**Extract provided:**
::::

You make me wanna shout!


 I was told that the best advice for using Twitter was "don't Tweet anything that you wouldn't stand at your front door and shout". I think it's a good maxim. This week however, I  have felt like shouting a great deal and Twitter has been at to hand to use.

In the television series "One Foot in the Grave", I had the good fortune to play the only character in the whole series, other  than  the immortal Victor Meldrew,  who uttered the phrase "I don't believe it".  This may have presaged my latent Meldrew tendencies, which have certainly been in evidence this week as I approached and celebrated my 56th birthday.

The week started with a few days up in Liverpool directing a conference. Liverpool is a place I haven't been to a lot, and I think, as a result, I've missed out. It's a vibrant city, with an  electric energy - something I always find in places that are by water. I know there are areas of Liverpool with great social problems and that are probably not the most pleasant of places to be, but I was down on the new docks staging a conference for 16000 people at the BT Convention Centre. The city seems alive, and often never more so than in the native wit and energy of the Scouser. They're an incredibly friendly race, and from the fantastic receptionist who greeted me on Sunday night at the Staybridge suites, to the cabbie who corrected my pronunciation of Gate acre (Gattaker!), they were all a joy to deal with.

Perhaps some of that energy could rub off on the staff at Specsavers in Rotherham. I'm incredibly proud of being a Yorkshireman, but on each trip home to see Mum I am becoming less and less proud of having anything to do with Rotherham. It really is the sort of place where, if the British Isles had an enema, they would stick the tube.  Thursday saw one of my one day trips up to  see Mum, and to take to the opticians for a checkup.

::::

**Data section:**
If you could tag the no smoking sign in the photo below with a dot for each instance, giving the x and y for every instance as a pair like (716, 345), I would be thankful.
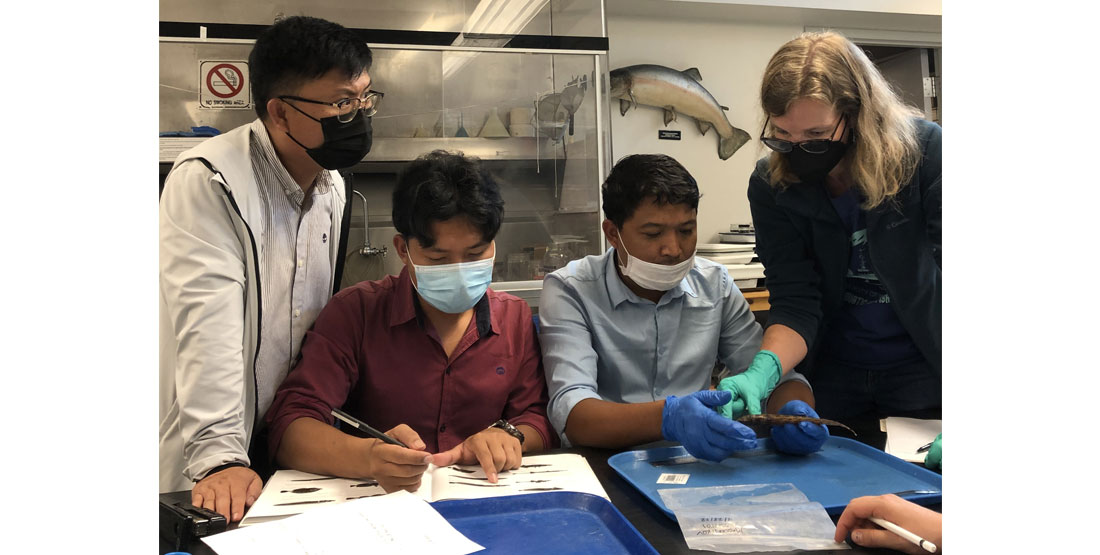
(224, 85)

::::

**Goal of the exercise:** In the blog post, how many people was the Liverpool conference staged for? The listing was taken from a separate source.

**Written answer:** 16000 people, at the BT Convention Centre.